• _Saved entries_:
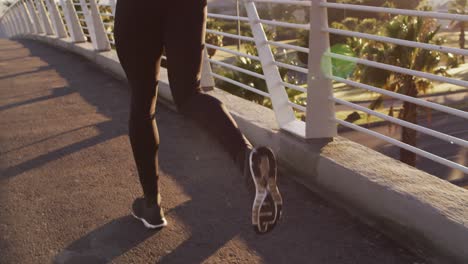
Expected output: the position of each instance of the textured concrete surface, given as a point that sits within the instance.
(67, 181)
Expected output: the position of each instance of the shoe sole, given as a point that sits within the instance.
(264, 218)
(150, 226)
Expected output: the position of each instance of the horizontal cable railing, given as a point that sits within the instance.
(272, 71)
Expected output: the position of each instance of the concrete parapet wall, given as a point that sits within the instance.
(428, 215)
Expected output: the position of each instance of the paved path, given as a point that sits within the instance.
(68, 179)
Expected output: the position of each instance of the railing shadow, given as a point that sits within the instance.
(57, 92)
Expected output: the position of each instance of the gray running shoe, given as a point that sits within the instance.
(260, 170)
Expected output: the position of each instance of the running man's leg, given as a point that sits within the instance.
(184, 37)
(139, 46)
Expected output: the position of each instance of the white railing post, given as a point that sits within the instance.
(13, 26)
(37, 24)
(14, 21)
(57, 21)
(320, 115)
(44, 17)
(26, 17)
(279, 97)
(73, 23)
(207, 81)
(20, 20)
(98, 33)
(6, 24)
(113, 4)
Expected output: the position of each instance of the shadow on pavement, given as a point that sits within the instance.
(105, 243)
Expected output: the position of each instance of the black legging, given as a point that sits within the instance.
(142, 30)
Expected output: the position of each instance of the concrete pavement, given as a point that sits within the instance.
(68, 179)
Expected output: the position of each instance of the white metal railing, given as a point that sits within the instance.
(60, 18)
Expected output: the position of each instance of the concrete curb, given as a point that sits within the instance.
(428, 215)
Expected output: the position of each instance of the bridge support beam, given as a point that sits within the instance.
(96, 28)
(279, 98)
(73, 23)
(38, 29)
(320, 115)
(44, 17)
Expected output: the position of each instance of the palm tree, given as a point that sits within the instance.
(412, 29)
(459, 7)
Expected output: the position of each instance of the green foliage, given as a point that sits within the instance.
(213, 39)
(459, 7)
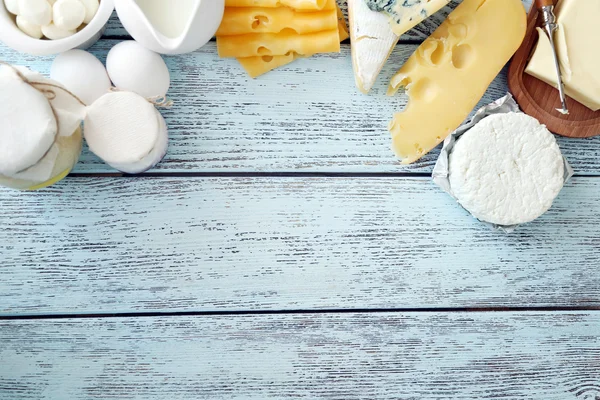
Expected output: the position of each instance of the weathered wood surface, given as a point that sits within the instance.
(306, 117)
(102, 245)
(508, 356)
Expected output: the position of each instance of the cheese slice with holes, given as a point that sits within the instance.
(374, 34)
(450, 72)
(578, 48)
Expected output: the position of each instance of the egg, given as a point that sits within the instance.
(134, 68)
(81, 73)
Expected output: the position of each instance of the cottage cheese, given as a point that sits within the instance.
(507, 169)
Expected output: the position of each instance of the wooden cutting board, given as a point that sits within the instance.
(540, 100)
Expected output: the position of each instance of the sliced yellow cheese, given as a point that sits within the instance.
(449, 73)
(578, 51)
(273, 44)
(308, 5)
(256, 66)
(239, 21)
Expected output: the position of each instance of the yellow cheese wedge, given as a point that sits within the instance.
(449, 73)
(298, 5)
(578, 50)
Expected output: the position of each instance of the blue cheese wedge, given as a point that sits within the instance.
(376, 26)
(507, 169)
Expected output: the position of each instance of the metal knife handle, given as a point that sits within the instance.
(543, 3)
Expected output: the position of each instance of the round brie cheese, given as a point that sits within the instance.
(507, 169)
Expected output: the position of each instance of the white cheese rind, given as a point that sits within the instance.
(374, 34)
(507, 169)
(122, 128)
(28, 125)
(372, 43)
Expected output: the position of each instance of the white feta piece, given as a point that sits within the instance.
(12, 6)
(38, 12)
(126, 131)
(28, 125)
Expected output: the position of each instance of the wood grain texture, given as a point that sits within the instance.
(541, 100)
(306, 117)
(508, 356)
(102, 245)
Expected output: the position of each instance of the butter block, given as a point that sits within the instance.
(450, 72)
(578, 46)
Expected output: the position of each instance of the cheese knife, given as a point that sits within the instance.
(546, 7)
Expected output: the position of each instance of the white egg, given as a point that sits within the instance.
(91, 8)
(12, 6)
(68, 14)
(126, 131)
(38, 12)
(53, 32)
(33, 30)
(81, 73)
(134, 68)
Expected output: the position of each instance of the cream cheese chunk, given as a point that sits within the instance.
(507, 169)
(578, 46)
(126, 131)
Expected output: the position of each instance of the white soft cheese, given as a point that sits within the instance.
(578, 47)
(507, 169)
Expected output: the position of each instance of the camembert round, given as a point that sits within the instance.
(507, 169)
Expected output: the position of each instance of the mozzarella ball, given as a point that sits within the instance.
(68, 14)
(81, 73)
(134, 68)
(53, 32)
(38, 12)
(12, 6)
(33, 30)
(91, 8)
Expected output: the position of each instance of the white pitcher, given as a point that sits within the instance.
(171, 26)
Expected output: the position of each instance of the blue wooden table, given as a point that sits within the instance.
(280, 251)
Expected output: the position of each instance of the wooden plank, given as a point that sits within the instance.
(295, 119)
(418, 34)
(91, 245)
(510, 356)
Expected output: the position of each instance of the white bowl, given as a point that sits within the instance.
(13, 37)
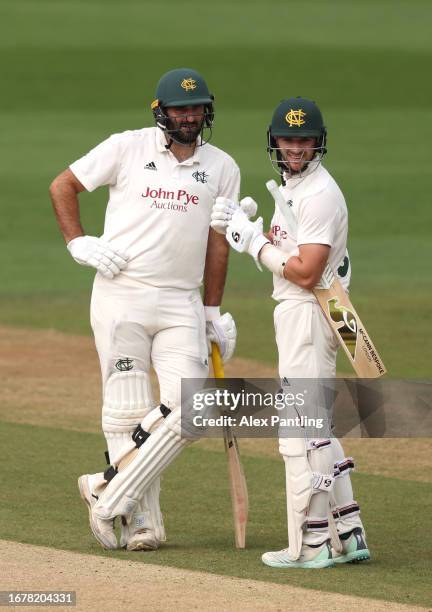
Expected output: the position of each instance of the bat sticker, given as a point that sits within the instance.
(348, 330)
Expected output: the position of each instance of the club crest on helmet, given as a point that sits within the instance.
(189, 84)
(295, 117)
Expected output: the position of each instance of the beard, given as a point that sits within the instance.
(184, 133)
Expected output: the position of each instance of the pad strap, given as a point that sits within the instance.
(344, 511)
(343, 467)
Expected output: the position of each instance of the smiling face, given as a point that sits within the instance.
(185, 122)
(296, 152)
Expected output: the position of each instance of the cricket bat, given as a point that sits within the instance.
(337, 308)
(238, 486)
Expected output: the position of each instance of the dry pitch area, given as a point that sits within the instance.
(52, 379)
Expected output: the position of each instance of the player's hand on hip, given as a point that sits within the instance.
(223, 210)
(94, 252)
(246, 236)
(221, 330)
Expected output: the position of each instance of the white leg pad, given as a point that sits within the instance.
(303, 480)
(147, 515)
(125, 490)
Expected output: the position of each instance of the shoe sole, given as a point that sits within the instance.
(139, 546)
(306, 565)
(85, 496)
(356, 556)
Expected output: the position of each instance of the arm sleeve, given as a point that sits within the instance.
(230, 184)
(99, 166)
(318, 220)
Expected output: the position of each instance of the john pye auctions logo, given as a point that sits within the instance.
(278, 235)
(177, 199)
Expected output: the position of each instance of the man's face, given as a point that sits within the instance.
(296, 152)
(186, 122)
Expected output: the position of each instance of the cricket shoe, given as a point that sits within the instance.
(311, 557)
(135, 536)
(103, 530)
(354, 547)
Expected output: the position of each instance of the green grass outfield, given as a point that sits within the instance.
(73, 72)
(44, 508)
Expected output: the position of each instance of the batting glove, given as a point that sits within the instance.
(94, 252)
(223, 210)
(221, 330)
(245, 236)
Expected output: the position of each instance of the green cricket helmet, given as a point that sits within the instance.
(296, 118)
(182, 87)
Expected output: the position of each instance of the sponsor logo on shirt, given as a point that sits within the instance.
(200, 177)
(189, 84)
(278, 235)
(295, 117)
(150, 166)
(178, 199)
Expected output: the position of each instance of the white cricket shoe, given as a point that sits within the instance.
(135, 536)
(103, 530)
(310, 558)
(354, 547)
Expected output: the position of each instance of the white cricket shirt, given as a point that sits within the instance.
(322, 218)
(159, 208)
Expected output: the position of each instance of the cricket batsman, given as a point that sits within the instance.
(324, 525)
(146, 307)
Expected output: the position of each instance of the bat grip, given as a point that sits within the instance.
(217, 361)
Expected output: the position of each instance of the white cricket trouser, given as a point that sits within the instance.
(307, 349)
(149, 325)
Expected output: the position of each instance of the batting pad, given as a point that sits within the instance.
(127, 399)
(124, 491)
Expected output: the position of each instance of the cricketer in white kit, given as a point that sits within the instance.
(324, 526)
(146, 307)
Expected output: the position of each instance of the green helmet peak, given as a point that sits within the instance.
(296, 117)
(182, 87)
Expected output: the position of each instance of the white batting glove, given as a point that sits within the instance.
(223, 210)
(94, 252)
(245, 236)
(222, 330)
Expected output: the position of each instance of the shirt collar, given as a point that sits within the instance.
(293, 181)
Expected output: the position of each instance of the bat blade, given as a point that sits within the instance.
(350, 331)
(237, 480)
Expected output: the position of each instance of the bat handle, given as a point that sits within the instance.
(217, 361)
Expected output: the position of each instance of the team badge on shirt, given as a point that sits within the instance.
(200, 177)
(124, 365)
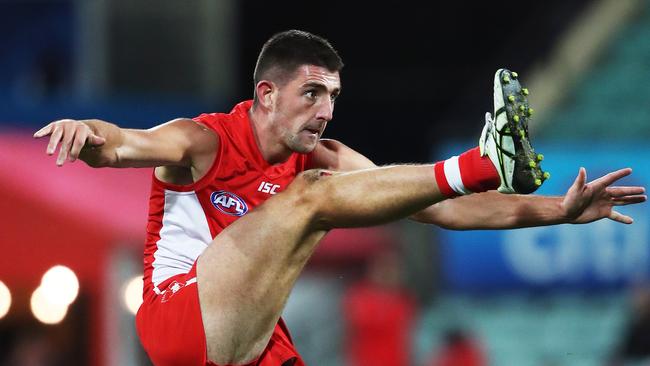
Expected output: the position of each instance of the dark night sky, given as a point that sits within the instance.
(414, 75)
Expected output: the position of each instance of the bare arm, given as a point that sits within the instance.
(582, 203)
(179, 142)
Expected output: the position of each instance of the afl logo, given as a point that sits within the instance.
(228, 203)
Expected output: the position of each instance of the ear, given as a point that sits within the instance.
(266, 91)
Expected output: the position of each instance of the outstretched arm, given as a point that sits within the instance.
(583, 202)
(179, 142)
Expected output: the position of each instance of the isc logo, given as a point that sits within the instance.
(266, 187)
(228, 203)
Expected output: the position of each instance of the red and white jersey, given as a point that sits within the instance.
(183, 220)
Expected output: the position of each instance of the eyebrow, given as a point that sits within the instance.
(316, 85)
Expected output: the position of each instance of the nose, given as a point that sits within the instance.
(325, 110)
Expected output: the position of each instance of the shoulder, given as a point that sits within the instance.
(334, 155)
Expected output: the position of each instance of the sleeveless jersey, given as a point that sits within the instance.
(183, 220)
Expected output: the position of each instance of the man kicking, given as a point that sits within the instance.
(239, 201)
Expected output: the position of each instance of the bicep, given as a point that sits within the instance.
(176, 143)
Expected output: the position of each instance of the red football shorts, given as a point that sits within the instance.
(170, 328)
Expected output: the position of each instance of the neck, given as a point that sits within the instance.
(269, 143)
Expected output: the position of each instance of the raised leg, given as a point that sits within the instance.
(245, 276)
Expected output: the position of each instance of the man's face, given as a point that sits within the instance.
(304, 105)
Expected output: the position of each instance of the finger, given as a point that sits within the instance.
(95, 140)
(54, 139)
(612, 177)
(619, 217)
(581, 178)
(620, 191)
(68, 136)
(628, 200)
(44, 131)
(78, 144)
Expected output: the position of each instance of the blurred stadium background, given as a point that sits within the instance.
(417, 82)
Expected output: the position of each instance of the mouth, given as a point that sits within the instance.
(313, 130)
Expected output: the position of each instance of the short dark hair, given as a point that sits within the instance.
(284, 52)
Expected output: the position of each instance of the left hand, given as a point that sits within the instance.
(595, 200)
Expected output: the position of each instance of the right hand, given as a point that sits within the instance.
(73, 136)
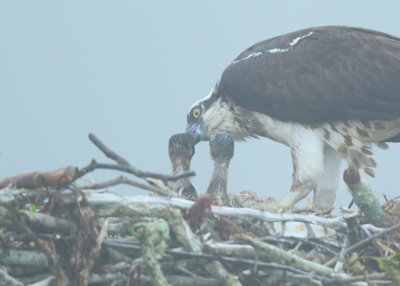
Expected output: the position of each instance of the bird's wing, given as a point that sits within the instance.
(318, 75)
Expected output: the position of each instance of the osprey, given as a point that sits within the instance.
(328, 93)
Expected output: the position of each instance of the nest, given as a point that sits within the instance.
(55, 232)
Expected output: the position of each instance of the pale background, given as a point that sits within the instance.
(129, 71)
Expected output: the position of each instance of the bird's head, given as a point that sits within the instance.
(195, 122)
(213, 115)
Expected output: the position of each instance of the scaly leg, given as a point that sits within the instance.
(307, 151)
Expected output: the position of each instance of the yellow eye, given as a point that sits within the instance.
(196, 113)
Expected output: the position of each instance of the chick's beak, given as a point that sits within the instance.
(196, 130)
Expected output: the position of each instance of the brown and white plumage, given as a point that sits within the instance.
(327, 93)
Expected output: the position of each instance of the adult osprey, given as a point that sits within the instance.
(328, 93)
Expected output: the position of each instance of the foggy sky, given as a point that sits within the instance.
(130, 70)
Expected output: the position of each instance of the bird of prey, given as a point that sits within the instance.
(328, 93)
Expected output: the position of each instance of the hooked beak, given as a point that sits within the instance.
(196, 130)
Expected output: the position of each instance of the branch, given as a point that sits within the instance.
(151, 202)
(124, 165)
(368, 239)
(223, 258)
(124, 180)
(41, 179)
(6, 279)
(107, 151)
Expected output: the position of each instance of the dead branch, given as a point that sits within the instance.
(123, 180)
(124, 165)
(6, 279)
(370, 238)
(41, 179)
(47, 222)
(143, 202)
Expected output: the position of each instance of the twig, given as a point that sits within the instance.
(124, 165)
(6, 279)
(124, 180)
(368, 239)
(107, 151)
(109, 199)
(369, 277)
(222, 258)
(48, 222)
(93, 165)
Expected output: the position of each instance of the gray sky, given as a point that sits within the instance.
(129, 71)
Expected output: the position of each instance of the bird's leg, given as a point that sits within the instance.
(307, 151)
(221, 149)
(328, 182)
(181, 150)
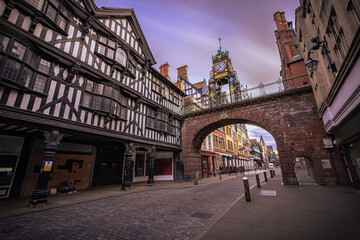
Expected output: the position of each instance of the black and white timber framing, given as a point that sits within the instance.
(86, 72)
(91, 66)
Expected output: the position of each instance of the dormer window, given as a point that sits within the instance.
(108, 48)
(54, 10)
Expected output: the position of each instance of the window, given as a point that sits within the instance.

• _Your task_: Only what runs from the line holding "Expected output: the position of each instance of the hooked" through the end of the entries above is to be given again, exactly, with every picture omitted.

• _Task answer_:
Expected output: the position of each instance of the hooked beak, given as a point that sits within the instance.
(196, 130)
Expected output: the position of each instance of the branch, given as a point that sits within the instance.
(151, 202)
(124, 165)
(368, 239)
(223, 258)
(124, 180)
(41, 179)
(6, 279)
(107, 151)
Expected output: the position of each instance of the dead branch, given as a point that sits within the instance.
(123, 180)
(124, 165)
(6, 279)
(370, 238)
(41, 179)
(47, 222)
(143, 202)
Expected output: the position of each instance of the twig, given as a point that sits within the instance.
(124, 165)
(6, 279)
(124, 180)
(368, 239)
(107, 151)
(109, 199)
(369, 277)
(222, 258)
(48, 222)
(93, 165)
Expected output: the position of each instance of the gray sky, given as a point that sits within the instance.
(129, 71)
Expected output: the position of each instance of the bird's leg, given as a point that sits within the instance.
(307, 151)
(221, 149)
(328, 182)
(181, 150)
Expected output: the position of each instance of the black and white timber framing, given as a point that sits within the instance.
(86, 72)
(91, 66)
Expected output: the position of each instance of the dormer window, given as a point that sits within the instance.
(108, 48)
(54, 10)
Expected output: the position of each instance of the window, given as a point that sits within the instance.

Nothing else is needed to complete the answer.